======== Input data ========

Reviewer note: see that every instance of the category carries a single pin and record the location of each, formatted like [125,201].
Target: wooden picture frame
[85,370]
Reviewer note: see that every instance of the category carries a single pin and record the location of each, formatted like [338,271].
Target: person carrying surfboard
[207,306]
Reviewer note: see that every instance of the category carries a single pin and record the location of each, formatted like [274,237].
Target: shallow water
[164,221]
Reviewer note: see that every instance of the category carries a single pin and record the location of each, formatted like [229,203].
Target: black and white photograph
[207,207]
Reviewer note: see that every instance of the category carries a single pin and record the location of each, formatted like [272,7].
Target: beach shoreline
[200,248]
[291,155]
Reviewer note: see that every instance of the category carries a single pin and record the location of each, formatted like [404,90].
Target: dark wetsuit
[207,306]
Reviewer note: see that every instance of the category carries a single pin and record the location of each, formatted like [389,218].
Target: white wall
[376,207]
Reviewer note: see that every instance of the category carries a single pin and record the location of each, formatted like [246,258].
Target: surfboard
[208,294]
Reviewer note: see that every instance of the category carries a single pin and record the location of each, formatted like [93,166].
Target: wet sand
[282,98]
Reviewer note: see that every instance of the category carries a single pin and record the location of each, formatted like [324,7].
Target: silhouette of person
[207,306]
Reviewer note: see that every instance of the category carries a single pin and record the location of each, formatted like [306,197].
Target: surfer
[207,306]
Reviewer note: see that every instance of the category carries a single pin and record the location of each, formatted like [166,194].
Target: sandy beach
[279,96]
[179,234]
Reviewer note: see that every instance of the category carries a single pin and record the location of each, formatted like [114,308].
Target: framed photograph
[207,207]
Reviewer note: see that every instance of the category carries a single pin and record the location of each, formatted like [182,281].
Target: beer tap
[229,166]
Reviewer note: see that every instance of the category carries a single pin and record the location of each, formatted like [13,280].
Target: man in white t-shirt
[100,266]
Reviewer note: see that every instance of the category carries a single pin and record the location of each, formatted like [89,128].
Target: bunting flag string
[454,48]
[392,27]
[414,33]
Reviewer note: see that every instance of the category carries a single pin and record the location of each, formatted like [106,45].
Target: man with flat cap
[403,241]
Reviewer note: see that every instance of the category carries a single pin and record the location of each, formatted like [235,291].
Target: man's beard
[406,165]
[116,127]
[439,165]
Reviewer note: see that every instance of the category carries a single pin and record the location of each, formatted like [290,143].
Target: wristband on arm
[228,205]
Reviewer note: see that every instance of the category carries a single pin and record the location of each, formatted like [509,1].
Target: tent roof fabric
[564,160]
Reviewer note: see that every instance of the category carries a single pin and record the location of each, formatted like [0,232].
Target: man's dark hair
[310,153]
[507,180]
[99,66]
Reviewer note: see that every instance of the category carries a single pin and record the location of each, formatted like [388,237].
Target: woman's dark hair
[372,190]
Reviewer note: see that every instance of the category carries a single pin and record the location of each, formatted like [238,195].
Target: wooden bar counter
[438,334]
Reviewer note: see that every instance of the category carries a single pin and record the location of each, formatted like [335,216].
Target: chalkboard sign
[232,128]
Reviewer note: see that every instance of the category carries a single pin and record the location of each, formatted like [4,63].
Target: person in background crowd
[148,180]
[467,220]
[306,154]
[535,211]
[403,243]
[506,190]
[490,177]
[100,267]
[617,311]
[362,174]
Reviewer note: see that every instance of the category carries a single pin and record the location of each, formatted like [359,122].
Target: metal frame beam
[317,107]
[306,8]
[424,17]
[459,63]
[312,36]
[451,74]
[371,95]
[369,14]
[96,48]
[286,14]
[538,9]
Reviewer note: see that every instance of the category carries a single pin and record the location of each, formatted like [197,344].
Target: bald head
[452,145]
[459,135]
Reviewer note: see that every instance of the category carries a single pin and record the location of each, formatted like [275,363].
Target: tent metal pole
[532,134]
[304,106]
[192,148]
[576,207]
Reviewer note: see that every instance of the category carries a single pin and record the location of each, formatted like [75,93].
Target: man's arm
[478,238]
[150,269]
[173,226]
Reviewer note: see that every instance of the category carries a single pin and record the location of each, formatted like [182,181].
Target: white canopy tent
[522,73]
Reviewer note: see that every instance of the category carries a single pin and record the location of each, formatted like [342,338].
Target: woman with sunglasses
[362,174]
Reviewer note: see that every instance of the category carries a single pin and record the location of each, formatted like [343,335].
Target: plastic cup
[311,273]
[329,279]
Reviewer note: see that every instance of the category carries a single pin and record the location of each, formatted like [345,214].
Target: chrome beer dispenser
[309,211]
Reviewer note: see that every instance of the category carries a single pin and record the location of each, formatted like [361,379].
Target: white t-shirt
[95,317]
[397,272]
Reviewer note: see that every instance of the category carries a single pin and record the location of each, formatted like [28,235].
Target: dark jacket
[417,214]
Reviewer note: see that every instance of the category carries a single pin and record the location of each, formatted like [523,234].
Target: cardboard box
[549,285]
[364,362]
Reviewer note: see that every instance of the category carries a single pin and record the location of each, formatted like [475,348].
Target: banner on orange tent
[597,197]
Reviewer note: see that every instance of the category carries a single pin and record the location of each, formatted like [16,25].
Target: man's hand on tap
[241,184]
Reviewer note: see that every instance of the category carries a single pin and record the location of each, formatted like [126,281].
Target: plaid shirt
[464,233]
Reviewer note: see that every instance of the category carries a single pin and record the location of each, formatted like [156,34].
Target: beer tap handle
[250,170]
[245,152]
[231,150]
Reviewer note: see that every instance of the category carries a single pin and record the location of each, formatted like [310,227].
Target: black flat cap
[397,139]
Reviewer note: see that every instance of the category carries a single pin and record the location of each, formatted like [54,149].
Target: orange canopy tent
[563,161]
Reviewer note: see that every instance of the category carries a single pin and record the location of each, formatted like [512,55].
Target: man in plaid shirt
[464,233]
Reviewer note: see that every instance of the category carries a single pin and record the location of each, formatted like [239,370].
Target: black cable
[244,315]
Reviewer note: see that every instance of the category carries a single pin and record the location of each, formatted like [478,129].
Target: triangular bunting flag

========
======== Input data ========

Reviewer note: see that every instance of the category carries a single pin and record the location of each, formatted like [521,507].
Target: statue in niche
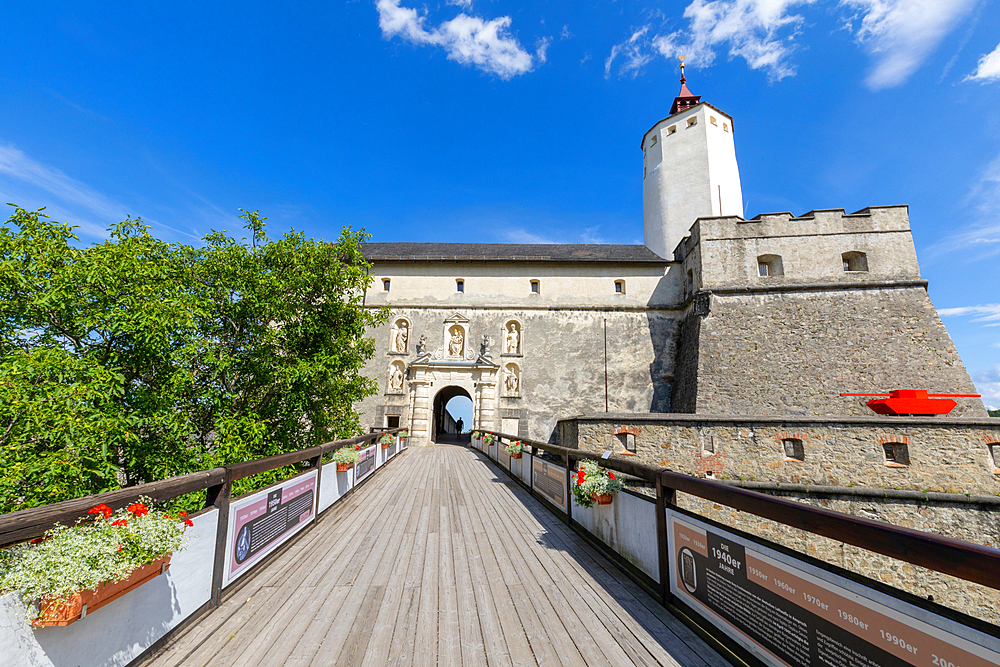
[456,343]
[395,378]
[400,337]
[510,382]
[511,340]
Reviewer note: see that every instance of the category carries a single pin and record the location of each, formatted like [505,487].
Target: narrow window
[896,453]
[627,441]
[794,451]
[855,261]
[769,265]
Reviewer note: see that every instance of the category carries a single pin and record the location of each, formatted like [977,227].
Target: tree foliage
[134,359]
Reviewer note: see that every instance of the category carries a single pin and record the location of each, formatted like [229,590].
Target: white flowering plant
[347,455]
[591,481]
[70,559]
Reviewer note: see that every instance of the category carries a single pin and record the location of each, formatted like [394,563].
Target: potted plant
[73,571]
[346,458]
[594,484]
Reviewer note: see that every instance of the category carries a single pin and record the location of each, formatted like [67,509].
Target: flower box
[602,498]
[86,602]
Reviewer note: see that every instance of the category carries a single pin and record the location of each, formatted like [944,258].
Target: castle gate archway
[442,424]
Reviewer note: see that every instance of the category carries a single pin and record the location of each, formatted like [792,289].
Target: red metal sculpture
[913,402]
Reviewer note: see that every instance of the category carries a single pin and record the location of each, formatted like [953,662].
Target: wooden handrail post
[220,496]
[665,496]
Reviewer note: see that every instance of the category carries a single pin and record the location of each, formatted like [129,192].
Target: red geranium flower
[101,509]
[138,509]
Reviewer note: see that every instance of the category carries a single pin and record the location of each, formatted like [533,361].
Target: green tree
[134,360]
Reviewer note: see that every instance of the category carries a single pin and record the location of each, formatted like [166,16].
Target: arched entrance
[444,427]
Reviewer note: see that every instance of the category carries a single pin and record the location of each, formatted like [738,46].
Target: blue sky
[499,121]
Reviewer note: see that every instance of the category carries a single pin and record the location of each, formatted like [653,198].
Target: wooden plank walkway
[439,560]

========

> [What to produce] The required answer is the exact run of lines above starting at the line with "formatted like [512,55]." and ending at the line with "Target: triangular bunting flag", with both ends present.

> [Exercise answer]
Reviewer note: see that every instance of the category carries a single pin and record the location of each, formatted like [512,55].
Target: man in plaid shirt
[464,233]
Reviewer note: see that every instance of the category carries a single pin and record the location of each, formatted like [239,370].
Target: black cable
[244,315]
Reviewer note: see that every instance of the category carries a single pin and record the location of each, formatted like [478,129].
Target: triangular bunting flag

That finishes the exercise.